# Start of DATA SUPPLIED

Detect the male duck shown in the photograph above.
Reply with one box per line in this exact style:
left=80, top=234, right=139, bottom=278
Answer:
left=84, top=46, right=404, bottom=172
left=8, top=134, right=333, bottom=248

# End of DATA SUPPLIED

→ **WORK REQUIRED**: Copy the material above verbatim, keeping every line in its original order.

→ **EXERCISE RESPONSE**:
Detect the male duck shown in the photograph above.
Reply with one box per line in this exact style:
left=80, top=234, right=139, bottom=278
Answer:
left=84, top=46, right=404, bottom=172
left=8, top=134, right=333, bottom=248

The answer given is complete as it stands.